● **List of tasks**:
**A)** Answer these questions from the text on scanxiety:
(i) In which magazine was Feiler's article published?
(ii) What was the earliest date the writer could get in for the scan?
(iii) What type of scan is the writer's upcoming "spin on the wheel"?
**B)** Rewrite everything from "You may have" down to "oncologist on Wednesday." in the text on scanxiety, swapping "oncologist" for "cancer doctor".

● **Text excerpt**:

+--

You may not be familiar with the word “scanxiety,” but it’s one with which most people who have cancer are well acquainted. There’s no official definition, but I’m sure the word itself gives you the gist of it. I’ll try to give you a clearer explanation from my point of view, and from that of others who have been through it.
All cancer patients need periodic scans during their treatment and for several years after they’ve been declared cancer free. In some cases, a positive scan means there’s little to no hope of survival.
I think New York Times best-selling novelist and lung cancer survivor, Bruce Feiler, described Scanxiety best in an article published in Time magazine. “Scans are like revolving doors, emotional roulette wheels that spin us around for a few days and spit us out the other side,” Feiler said. “Land on red, we’re in for another trip to Cancerland; land on black, we have a few more months of freedom.”
Although Feiler’s definition is good, it seems for most people the scanxiety actually starts when the doctor says the word “scan,” and continues until the results are in, which can be much more than a few days. Then they can relax until the oncologist mentions that dreaded word again. For me, it’s not like I’m in a constant state of anxiety. It’s more of a “what if?” in the back of my mind that I don’t think will stop until the scans do, if even then.
You may have guessed by all this Scanxiety talk that it’s about time for my spin on the wheel (another PET scan). In my case, if I land on red, there are no more treatment options of which I’m aware. But it’s always possible my oncologist has another trick or two up his sleeve. He doesn’t believe in talking about “what ifs.”
The earliest I could get in for my scan was September 29. I’m not sure yet when I’ll get my results, but I’ll find out when I see my oncologist on Wednesday.
I’m telling you all this with the hope that if you know someone who has cancer, you can better understand why they don’t seem to be as confident as you are that their next scan is no big deal. It’s not that we aren’t trying to stay positive. We’ve just lost our sense of security, and the fear never seems to completely subside.
Thanks for sharing my journey with me.

+--

Referring expression data:
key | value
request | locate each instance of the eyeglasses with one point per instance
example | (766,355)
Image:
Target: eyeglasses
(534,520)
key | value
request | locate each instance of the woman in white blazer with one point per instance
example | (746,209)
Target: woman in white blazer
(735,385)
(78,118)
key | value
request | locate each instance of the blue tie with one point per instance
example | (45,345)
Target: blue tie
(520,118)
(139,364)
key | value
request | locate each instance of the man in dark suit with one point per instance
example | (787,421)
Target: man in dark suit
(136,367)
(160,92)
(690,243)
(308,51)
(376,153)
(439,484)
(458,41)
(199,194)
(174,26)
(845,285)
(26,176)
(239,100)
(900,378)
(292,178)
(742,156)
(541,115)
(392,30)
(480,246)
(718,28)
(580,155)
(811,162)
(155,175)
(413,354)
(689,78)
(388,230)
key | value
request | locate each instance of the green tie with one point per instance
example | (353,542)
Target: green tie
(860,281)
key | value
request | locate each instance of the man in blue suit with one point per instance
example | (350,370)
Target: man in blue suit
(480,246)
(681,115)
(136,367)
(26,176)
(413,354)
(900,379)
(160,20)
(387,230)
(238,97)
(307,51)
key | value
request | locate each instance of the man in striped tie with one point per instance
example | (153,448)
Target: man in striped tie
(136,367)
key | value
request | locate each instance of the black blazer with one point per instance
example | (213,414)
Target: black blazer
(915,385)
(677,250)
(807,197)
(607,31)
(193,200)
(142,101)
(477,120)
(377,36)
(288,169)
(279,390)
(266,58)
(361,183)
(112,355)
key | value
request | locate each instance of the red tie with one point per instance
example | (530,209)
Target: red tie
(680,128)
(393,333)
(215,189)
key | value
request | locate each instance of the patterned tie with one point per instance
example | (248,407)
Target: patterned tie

+--

● **Answers per task**:
**A)**
(i) Time magazine
(ii) September 29
(iii) A PET scan

**B)**
You may have guessed by all this Scanxiety talk that it’s about time for my spin on the wheel (another PET scan). In my case, if I land on red, there are no more treatment options of which I’m aware. But it’s always possible my cancer doctor has another trick or two up his sleeve. He doesn’t believe in talking about “what ifs.”
The earliest I could get in for my scan was September 29. I’m not sure yet when I’ll get my results, but I’ll find out when I see my cancer doctor on Wednesday.